§ **Required tasks**
(1) Decide whether each statement agrees with the passage on the Nabucco pipeline. Answer yes or no, and quote the deciding words of the passage.
(a) The proposed Nabucco pipeline would run from Turkey to Austria via Bulgaria, Romania, and Hungary.
(b) The pipeline networks through the Caucasus to Turkey have yet to be built.
(c) The EU "troika" met officials from the Central Asian states in Ashgabat on April 9-10.
(2) According to the passage on the Nabucco pipeline, what purpose would a pipeline across the Caspian Sea serve for the project's sponsors? Answer in one to three sentences.
(3) Copy the passage on the Nabucco pipeline between "At least three" and "are already built.", inclusive.

# Start of Source

The Nabucco pipeline route, minus Turkmenistan (official website) Is Turkmenistan -- home to some of the world's largest deposits of natural gas -- now planning to join the Nabucco pipeline project to bring natural gas to Europe? That is the unanswered question after the European Union "troika" met with officials from the Central Asian states in the Turkmen capital, Ashgabat, on April 9-10.

At least three Russian newspapers -- "Vedomosti," "Vremya novostei," and "Nezavisimaya gazeta" -- have quoted the EU's external relations commissioner, Benita Ferrero-Waldner, as saying that Ashgabat is prepared to participate in the Nabucco gas pipeline, following a meeting she had with Turkmen President Gurbanguly Berdymukhammedov.

The proposed Nabucco project would run from Turkey to Austria via Bulgaria, Romania, and Hungary. Sponsors of the project have been hoping to include Turkmenistan, linking the pipeline to the Central Asian country by building a pipeline across the Caspian Sea to Azerbaijan, where it would connect to pipeline networks through the Caucasus to Turkey that are already built.

# End of Source
# Start of Material provided

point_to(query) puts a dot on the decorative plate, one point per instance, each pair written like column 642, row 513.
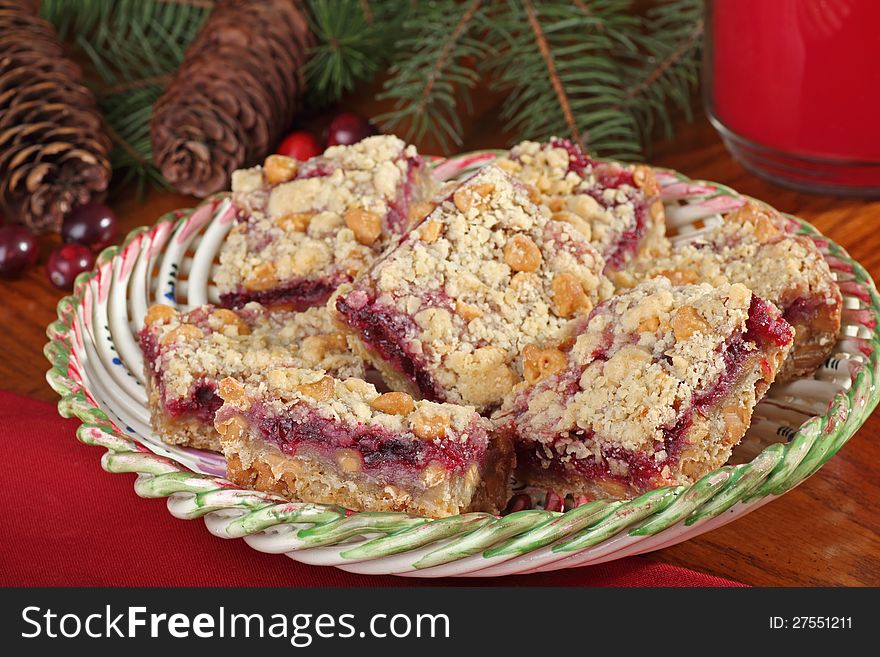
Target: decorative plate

# End of Material provided

§ **Solutions in order**
(1)
(a) Yes: "The proposed Nabucco project would run from Turkey to Austria via Bulgaria, Romania, and Hungary."
(b) No: "pipeline networks through the Caucasus to Turkey that are already built."
(c) Yes: "met with officials from the Central Asian states in the Turkmen capital, Ashgabat, on April 9-10."

(2) It would link the Nabucco pipeline to Turkmenistan, which the sponsors have been hoping to include. The Caspian line would run to Azerbaijan and connect there to the pipeline networks already built through the Caucasus to Turkey.

(3)
At least three Russian newspapers -- "Vedomosti," "Vremya novostei," and "Nezavisimaya gazeta" -- have quoted the EU's external relations commissioner, Benita Ferrero-Waldner, as saying that Ashgabat is prepared to participate in the Nabucco gas pipeline, following a meeting she had with Turkmen President Gurbanguly Berdymukhammedov.

The proposed Nabucco project would run from Turkey to Austria via Bulgaria, Romania, and Hungary. Sponsors of the project have been hoping to include Turkmenistan, linking the pipeline to the Central Asian country by building a pipeline across the Caspian Sea to Azerbaijan, where it would connect to pipeline networks through the Caucasus to Turkey that are already built.